Kutipan Bacaan –
------------

Tempat Tinggal Mpu Bharada
Dalam
Serat Calon Arang, Mpu Bharada dikisahkan berasal dari pertapaan Lemah Tulis.
Lemah Tulis sendiri pernah dimuat dalam Nagarakretagama oleh Mpu Prapanca pupuh
76/3 dan pupuh 77/2 sebagai desa perdikan kebudhaan dengan sebutan Lemah Tulis,
Lemah Citra, dan Lemah Surat.
Berarti,
pada jaman Majapahit, Lemah Tulis ini masih ada (1365) sehingga Mpu Prapanca
bisa memasukkannya dalam inventaris negara. Menurut adat kebiasaan, desa
perdikan sebagai anugerah raja diberi pikukuh berupa prasasti agar tidak
terjadi pertikaian suatu saat nanti dan biasanya disimpan di desa perdikan yang
bersangkutan. Akan tetapi, prasasti Lemah Tulis tidak atau belum ditemukan.
Letak
Lemah Tulis menjadi perdebatan, setidaknya ada dua teori tentang letaknya. Pertama,
Agus Sunyoto dalam novel Dhaeng Sakara, Lemah Tulis berada di Sidoarjo yang
sekarang berubah ama menjadi desa Watu Tulis, kecamatan Prambon Sidoarjo. Teori
ini diperkuat dengan penemuan prasasti Kamalgyan yang ada di desa tersebut atau
disebut prasasti Watu Tulis. Prasasti ini menggambarkan tentang pembangunan
bendungan Waringin Sapta pada masa Airlangga (1037) untuk mencegah banjir
musiman dan irigasi.
Teori
kedua dikemukakan oleh Pramoedya Ananta Toer. Dalam cerita Calon Arang
karyanya, dinyatakan bahwa Lemah Tulis sekarang adalah Kabupaten Blora. Hal ini
berdasarkan apa yang disampaikan oleh Prof. Dr. Purbajaraka bahwa di Wurare
telah ditemukan arca Raja Kertanegara (Arca Mahaksobhya atau Joko Dolok)

------------

Materi –
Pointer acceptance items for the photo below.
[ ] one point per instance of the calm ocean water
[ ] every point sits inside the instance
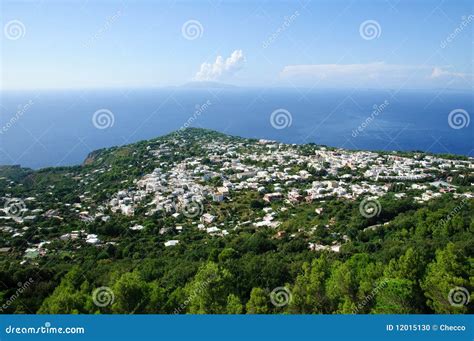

------------

Daftar Tugas –
1. Salin ulang bagian kutipan tentang tempat tinggal Mpu Bharada di atas, dari "Lemah Tulis sendiri" sampai "atau belum ditemukan.", termasuk kedua bagian tersebut.
2. Teruskan kutipan tentang tempat tinggal Mpu Bharada di atas, mulai dari kata terakhir yang tercantum.

Hasil Tugas –
1.
Lemah Tulis sendiri pernah dimuat dalam Nagarakretagama oleh Mpu Prapanca pupuh
76/3 dan pupuh 77/2 sebagai desa perdikan kebudhaan dengan sebutan Lemah Tulis,
Lemah Citra, dan Lemah Surat.
Berarti,
pada jaman Majapahit, Lemah Tulis ini masih ada (1365) sehingga Mpu Prapanca
bisa memasukkannya dalam inventaris negara. Menurut adat kebiasaan, desa
perdikan sebagai anugerah raja diberi pikukuh berupa prasasti agar tidak
terjadi pertikaian suatu saat nanti dan biasanya disimpan di desa perdikan yang
bersangkutan. Akan tetapi, prasasti Lemah Tulis tidak atau belum ditemukan.

2.
sebagai penghormatan terhadap keagungan Mpu Bharada.
Kata
Wurare terdiri kata Bhu = tanah dan rare = anak. Karena itulah tempat itu
dinamakan Lemah Putra. Lama kelamaan Lemah Putra menjadi Lemah Patra yang
searti dengan Citra. Karena Patra artinya surat atau citra sehingga disebut
juga Lemah Citra. Dari sinilah asal-usul nama Lemah Tulis. Masih menurut
Pramoedya, Wurare berasal dari kata Wurara. Oleh masyarakat dari waktu ke waktu
Wurara menjadi Wrura, Wlura, Blura dan sekarang Blora.
Entah
teori mana yang benar. Selama prasasti tentang Lemah Tulis ini belum ditemukan
maka debat dimana tempat itu berada akan tetap ada. Sebagai warga Blora asli,
tentu saja author setuju dengan teori Pramoedya, karena sebuah kebanggaan
tersendiri jika kita memiliki tokoh besar yang tercatat dalam sejarah dengan
tinta emas.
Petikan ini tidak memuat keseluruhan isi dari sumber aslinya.